Required action: Produce a verbatim transcription of all records.

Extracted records
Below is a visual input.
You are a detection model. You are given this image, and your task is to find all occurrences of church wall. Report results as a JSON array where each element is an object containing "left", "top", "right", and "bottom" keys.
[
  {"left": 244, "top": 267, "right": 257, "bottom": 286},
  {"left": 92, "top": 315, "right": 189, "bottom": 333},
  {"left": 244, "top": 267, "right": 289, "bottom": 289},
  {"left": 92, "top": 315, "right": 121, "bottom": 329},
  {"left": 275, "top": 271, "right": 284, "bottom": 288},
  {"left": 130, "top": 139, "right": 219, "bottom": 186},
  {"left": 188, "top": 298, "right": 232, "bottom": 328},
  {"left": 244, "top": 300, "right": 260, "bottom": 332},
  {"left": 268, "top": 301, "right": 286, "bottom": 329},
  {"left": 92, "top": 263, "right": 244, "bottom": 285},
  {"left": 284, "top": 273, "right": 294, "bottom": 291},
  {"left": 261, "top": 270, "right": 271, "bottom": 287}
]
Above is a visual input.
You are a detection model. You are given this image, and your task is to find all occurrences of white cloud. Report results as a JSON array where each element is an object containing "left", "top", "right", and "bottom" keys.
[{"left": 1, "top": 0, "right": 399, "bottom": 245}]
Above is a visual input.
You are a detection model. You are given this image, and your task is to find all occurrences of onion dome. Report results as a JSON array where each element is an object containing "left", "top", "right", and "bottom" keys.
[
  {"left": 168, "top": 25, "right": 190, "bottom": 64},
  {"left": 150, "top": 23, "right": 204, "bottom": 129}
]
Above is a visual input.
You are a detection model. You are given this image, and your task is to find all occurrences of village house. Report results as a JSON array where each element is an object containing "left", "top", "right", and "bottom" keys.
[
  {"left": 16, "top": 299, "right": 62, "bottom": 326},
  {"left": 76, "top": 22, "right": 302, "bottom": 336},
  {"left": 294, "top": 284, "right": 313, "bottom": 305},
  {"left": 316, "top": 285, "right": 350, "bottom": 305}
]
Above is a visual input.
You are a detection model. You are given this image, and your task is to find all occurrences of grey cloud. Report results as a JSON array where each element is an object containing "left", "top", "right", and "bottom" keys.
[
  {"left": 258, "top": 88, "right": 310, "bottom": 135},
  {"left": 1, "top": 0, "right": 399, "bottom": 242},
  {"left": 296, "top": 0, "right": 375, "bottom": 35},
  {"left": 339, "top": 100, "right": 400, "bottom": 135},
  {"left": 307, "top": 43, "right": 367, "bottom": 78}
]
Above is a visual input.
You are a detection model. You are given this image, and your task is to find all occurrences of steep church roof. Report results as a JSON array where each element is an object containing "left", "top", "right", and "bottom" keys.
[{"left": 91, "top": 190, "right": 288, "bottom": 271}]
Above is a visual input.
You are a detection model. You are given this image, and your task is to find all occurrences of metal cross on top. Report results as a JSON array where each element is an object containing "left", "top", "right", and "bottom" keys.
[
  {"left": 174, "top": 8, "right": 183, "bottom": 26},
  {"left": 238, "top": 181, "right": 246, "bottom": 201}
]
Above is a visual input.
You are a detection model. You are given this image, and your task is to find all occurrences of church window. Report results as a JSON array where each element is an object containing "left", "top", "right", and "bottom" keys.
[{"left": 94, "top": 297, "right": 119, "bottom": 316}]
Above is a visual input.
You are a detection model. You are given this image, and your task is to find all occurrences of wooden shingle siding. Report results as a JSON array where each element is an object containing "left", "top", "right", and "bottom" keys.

Expected output:
Below is a visual input.
You are a detection model. You are given this image, and your task is to find all occurrences of church wall. Report results as a JSON array where each element is an object containing "left", "top", "right", and "bottom" keys.
[
  {"left": 244, "top": 267, "right": 257, "bottom": 286},
  {"left": 92, "top": 315, "right": 189, "bottom": 333},
  {"left": 244, "top": 267, "right": 289, "bottom": 289},
  {"left": 92, "top": 315, "right": 121, "bottom": 329},
  {"left": 275, "top": 271, "right": 284, "bottom": 288},
  {"left": 130, "top": 139, "right": 219, "bottom": 186},
  {"left": 188, "top": 298, "right": 232, "bottom": 328},
  {"left": 244, "top": 300, "right": 260, "bottom": 332},
  {"left": 268, "top": 301, "right": 286, "bottom": 329},
  {"left": 92, "top": 263, "right": 244, "bottom": 285},
  {"left": 284, "top": 273, "right": 294, "bottom": 291},
  {"left": 261, "top": 270, "right": 271, "bottom": 287}
]
Above is a visual input.
You are a detection model. You are given this image, and your task is to find all occurrences of white cloud. Report results as a JSON array where each element is an object containing "left", "top", "right", and "bottom" keys.
[{"left": 1, "top": 0, "right": 399, "bottom": 245}]
Above is a visual input.
You are a detection model. You are given this image, and your task is to find all occurrences of onion dome. Report results as a JSON array where each element is an object containing "left", "top", "right", and "bottom" keys.
[
  {"left": 168, "top": 25, "right": 190, "bottom": 64},
  {"left": 150, "top": 23, "right": 204, "bottom": 129}
]
Above is a visual input.
You are a detection model. You are given this image, and your task is to find all occurrences of village house. Report results as a JSON array where each element is an object containing "left", "top", "right", and "bottom" keys.
[
  {"left": 16, "top": 299, "right": 62, "bottom": 326},
  {"left": 76, "top": 22, "right": 302, "bottom": 336},
  {"left": 294, "top": 284, "right": 313, "bottom": 305},
  {"left": 316, "top": 285, "right": 350, "bottom": 305}
]
Above is a visual input.
You are a detection model. You are given this image, and your task is to find all occurrences of grey cloud. Report results as a JSON array where each element is an object containing "left", "top", "right", and "bottom" keys.
[
  {"left": 258, "top": 88, "right": 310, "bottom": 135},
  {"left": 1, "top": 0, "right": 399, "bottom": 242},
  {"left": 296, "top": 0, "right": 375, "bottom": 35},
  {"left": 339, "top": 100, "right": 400, "bottom": 135},
  {"left": 307, "top": 43, "right": 367, "bottom": 78}
]
Above is a visual input.
You are a detection model. You are given this image, and your task is to find all occurrences of steep church roof. Report results as a JSON array where each element is an object containing "left", "top", "right", and "bottom" keys.
[{"left": 91, "top": 190, "right": 288, "bottom": 271}]
Above is a visual input.
You are a detection model. You are given this image, and your task is to find all occurrences of metal cross on top. Report results as a JSON array where each element is an object containing "left", "top", "right", and "bottom" keys.
[
  {"left": 174, "top": 8, "right": 183, "bottom": 26},
  {"left": 238, "top": 181, "right": 246, "bottom": 201}
]
Above is a visual input.
You are a detection model. You are given this image, and your task is to find all occurrences of church window. Report results as a JSON array where each element is an object containing "left", "top", "right", and "bottom" keys.
[{"left": 94, "top": 297, "right": 119, "bottom": 316}]
Above is a visual input.
You are a detection model. You are given this image, and your task is to find all occurrences of wooden shingle siding. Report results as a JSON array where each element is an object containing "left", "top", "right", and "bottom" keys.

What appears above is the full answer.